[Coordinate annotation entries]
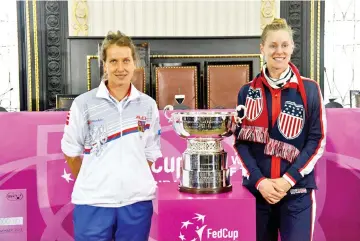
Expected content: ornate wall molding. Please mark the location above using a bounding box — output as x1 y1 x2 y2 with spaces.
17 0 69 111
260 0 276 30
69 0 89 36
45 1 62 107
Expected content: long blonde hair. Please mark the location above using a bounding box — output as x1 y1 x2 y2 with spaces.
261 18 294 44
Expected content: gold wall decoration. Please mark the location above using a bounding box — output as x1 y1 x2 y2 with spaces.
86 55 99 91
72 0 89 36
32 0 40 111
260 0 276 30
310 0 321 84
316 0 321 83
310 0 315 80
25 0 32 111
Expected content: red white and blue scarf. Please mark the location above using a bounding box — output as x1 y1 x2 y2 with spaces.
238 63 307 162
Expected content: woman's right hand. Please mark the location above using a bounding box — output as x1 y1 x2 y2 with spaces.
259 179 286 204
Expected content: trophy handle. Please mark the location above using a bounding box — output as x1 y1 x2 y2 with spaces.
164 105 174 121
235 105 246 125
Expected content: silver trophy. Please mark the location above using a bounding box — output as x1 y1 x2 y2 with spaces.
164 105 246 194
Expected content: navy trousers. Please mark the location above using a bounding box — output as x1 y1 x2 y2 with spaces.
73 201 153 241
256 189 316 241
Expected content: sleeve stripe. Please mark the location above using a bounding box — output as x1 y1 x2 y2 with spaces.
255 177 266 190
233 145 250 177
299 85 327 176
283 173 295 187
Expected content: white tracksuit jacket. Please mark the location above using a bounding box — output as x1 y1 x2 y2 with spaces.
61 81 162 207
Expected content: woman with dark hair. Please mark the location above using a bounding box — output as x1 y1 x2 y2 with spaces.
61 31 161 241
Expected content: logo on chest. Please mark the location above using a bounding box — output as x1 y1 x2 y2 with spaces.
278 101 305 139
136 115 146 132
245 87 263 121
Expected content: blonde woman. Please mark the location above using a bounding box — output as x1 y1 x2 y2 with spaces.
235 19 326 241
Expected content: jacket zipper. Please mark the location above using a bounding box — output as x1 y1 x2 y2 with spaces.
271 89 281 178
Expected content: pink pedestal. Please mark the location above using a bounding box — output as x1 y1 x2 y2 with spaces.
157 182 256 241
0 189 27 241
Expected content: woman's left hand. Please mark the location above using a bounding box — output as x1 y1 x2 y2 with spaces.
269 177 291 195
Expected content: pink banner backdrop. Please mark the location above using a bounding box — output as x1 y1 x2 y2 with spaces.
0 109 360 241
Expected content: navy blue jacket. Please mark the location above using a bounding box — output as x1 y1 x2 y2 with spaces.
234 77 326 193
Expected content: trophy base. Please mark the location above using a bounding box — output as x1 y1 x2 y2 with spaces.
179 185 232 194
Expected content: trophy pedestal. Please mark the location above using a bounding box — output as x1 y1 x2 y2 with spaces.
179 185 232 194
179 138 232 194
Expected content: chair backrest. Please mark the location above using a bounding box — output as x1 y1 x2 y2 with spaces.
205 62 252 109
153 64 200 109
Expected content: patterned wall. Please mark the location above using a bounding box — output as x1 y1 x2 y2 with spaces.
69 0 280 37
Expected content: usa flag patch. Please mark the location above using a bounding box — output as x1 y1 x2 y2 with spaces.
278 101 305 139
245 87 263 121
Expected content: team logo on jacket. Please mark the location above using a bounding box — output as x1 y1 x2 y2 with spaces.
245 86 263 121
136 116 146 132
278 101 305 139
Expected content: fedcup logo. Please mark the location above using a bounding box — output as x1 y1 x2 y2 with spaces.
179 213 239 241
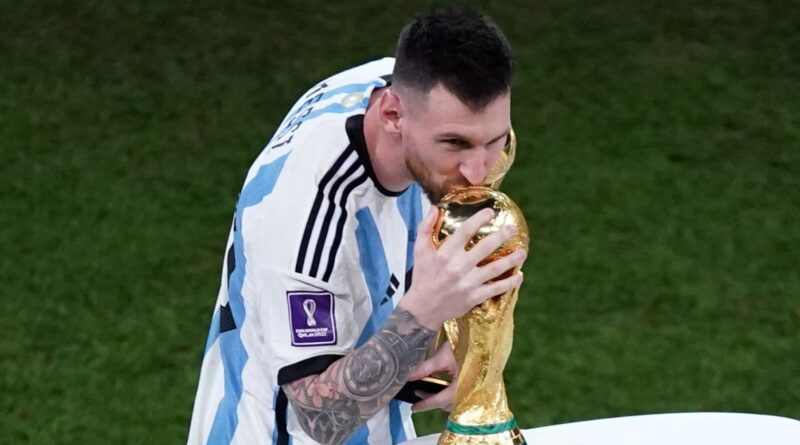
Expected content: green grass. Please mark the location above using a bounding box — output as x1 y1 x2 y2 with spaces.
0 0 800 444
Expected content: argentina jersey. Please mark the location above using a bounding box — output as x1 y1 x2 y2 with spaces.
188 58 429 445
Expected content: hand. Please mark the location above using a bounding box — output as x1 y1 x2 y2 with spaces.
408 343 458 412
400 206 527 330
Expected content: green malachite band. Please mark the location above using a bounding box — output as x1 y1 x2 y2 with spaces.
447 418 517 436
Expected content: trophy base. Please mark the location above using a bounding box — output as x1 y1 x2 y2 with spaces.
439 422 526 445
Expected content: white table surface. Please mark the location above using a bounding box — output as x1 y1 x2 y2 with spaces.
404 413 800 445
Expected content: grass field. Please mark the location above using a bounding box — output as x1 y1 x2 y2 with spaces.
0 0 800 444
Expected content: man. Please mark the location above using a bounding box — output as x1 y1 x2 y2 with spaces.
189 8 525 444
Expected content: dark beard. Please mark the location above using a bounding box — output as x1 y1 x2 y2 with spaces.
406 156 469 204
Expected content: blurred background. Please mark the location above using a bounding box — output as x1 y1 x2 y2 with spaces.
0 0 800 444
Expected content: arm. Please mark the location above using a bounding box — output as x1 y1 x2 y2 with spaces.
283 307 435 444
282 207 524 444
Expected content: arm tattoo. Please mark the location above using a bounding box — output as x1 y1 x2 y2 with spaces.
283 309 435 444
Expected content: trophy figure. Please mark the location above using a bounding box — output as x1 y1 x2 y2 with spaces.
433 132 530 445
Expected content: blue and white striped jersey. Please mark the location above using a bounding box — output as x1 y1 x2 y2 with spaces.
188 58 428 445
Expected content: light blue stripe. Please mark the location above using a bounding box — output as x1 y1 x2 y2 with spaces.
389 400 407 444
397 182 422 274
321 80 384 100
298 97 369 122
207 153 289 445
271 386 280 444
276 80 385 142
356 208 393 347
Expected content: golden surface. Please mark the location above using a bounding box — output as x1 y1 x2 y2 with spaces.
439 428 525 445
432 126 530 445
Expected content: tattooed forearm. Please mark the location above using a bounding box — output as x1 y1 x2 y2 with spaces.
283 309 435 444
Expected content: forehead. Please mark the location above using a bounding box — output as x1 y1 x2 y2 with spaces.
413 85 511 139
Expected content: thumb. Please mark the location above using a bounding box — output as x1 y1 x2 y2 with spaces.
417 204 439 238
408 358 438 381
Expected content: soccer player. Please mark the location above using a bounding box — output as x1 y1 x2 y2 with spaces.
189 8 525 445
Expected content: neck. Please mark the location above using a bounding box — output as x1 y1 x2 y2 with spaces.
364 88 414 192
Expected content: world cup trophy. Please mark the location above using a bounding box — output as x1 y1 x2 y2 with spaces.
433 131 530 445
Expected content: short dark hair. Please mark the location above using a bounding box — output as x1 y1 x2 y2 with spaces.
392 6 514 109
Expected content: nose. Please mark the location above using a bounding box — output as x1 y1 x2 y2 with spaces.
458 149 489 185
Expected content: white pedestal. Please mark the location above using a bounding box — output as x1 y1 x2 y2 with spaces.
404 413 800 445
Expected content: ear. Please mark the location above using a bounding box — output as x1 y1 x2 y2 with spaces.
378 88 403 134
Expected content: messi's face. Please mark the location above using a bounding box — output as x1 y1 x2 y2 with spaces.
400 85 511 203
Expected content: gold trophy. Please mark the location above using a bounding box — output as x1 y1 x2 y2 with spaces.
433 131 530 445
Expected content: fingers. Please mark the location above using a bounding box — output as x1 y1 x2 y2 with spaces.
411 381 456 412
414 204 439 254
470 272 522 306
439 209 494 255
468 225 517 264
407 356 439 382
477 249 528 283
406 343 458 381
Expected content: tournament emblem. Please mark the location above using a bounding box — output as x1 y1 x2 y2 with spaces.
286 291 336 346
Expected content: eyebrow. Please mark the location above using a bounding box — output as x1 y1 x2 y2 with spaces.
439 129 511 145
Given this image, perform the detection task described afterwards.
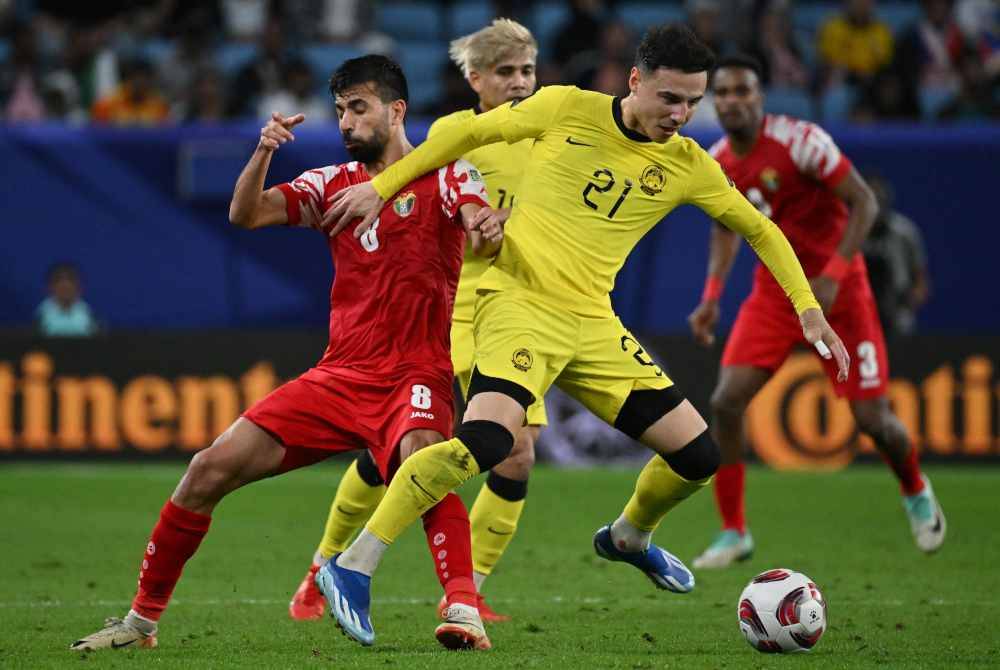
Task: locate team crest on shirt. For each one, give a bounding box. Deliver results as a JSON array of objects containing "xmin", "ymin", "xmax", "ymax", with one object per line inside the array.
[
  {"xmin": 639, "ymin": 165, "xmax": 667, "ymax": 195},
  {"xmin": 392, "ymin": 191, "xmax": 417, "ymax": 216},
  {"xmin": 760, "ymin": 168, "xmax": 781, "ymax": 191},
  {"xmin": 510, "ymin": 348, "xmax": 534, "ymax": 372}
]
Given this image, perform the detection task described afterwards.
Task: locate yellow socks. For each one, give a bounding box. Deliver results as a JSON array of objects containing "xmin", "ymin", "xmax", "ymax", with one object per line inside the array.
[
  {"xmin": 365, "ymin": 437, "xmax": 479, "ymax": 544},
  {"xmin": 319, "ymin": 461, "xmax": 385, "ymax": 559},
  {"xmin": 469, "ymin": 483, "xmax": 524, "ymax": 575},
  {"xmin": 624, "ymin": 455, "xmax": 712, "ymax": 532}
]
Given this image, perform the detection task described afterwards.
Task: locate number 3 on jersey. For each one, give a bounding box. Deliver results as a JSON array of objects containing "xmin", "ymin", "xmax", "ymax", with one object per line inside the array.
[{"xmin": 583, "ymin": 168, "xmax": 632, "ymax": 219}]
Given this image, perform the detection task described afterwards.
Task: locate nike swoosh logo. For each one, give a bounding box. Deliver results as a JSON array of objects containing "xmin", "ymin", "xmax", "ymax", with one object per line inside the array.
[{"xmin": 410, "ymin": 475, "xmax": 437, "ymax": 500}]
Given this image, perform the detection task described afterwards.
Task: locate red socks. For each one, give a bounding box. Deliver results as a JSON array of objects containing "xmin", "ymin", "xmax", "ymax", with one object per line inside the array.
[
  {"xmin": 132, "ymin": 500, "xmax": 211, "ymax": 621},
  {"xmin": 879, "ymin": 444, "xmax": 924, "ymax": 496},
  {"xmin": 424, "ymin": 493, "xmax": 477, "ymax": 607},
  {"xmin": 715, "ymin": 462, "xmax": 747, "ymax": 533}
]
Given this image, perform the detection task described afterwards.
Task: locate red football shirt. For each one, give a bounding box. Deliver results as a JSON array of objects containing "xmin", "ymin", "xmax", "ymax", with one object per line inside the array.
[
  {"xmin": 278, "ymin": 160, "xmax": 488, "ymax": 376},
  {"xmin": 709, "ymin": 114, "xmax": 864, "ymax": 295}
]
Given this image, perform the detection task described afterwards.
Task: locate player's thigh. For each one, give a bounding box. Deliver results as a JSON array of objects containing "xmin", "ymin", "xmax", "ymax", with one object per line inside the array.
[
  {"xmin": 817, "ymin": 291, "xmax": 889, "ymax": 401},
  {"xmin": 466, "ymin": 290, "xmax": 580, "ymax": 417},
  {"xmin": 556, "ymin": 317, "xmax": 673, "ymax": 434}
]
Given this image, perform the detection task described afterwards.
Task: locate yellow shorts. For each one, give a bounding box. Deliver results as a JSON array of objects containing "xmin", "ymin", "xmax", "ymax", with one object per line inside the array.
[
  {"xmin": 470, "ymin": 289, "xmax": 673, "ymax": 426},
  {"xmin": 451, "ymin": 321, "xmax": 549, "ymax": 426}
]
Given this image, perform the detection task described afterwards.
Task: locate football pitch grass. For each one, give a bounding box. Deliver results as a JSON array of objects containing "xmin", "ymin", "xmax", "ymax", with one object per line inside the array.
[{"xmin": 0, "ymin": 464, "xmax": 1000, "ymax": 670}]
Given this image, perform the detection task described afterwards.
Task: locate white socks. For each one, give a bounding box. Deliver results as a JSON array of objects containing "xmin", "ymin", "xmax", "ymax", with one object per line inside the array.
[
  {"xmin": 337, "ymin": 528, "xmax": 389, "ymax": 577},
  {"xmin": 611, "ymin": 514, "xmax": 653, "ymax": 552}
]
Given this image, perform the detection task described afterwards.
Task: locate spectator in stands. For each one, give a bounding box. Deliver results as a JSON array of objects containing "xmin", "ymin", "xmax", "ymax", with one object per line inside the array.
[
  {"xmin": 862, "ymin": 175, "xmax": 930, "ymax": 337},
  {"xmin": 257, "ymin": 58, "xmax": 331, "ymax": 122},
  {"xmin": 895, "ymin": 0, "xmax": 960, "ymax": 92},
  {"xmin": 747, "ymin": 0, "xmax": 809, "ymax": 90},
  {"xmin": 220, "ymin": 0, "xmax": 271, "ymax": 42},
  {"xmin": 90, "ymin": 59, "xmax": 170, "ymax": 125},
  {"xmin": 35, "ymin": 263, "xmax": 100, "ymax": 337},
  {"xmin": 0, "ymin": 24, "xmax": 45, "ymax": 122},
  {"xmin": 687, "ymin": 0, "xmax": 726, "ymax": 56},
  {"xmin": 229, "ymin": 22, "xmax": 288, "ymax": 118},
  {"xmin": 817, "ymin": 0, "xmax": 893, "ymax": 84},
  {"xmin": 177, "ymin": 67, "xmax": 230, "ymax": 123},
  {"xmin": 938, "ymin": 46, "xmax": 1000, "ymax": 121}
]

## What you are asked to do
Reproduce the lines without any change, starting with the line that contains "Expected content: white pedestal." and going on through the line that contains "439 129 511 145", with both of those lines included.

## Expected output
Expected content: white pedestal. Please mark the location above using a bounding box — output as x1 y1 x2 y2 with spaces.
404 413 800 445
Expected content: ear. Please mark the location above using a bounding box — output as x1 y1 x2 y2 with spaces.
378 88 403 134
Expected content: messi's face. Please mark the location above using a bounding box — output as x1 y1 x2 y2 with spaces.
400 85 511 203
Expected content: gold trophy. Please mark the location above using a bounding box — output as x1 y1 x2 y2 with spaces.
433 131 530 445
Expected content: fingers. Please mark the location above using a bounding box — output as x1 y1 x2 y2 with spaces.
411 381 456 412
414 204 439 254
470 272 522 306
439 209 494 255
468 225 517 264
407 356 439 382
477 249 528 283
406 343 458 381
Expected content: tournament emblem. Please mark the location above using a bounding box — output as x1 y1 x2 y2 with spaces.
286 291 336 346
Expected content: eyebrow. Please mark the location above using a bounding box — output as x1 y1 x2 y2 with spaces.
439 129 511 145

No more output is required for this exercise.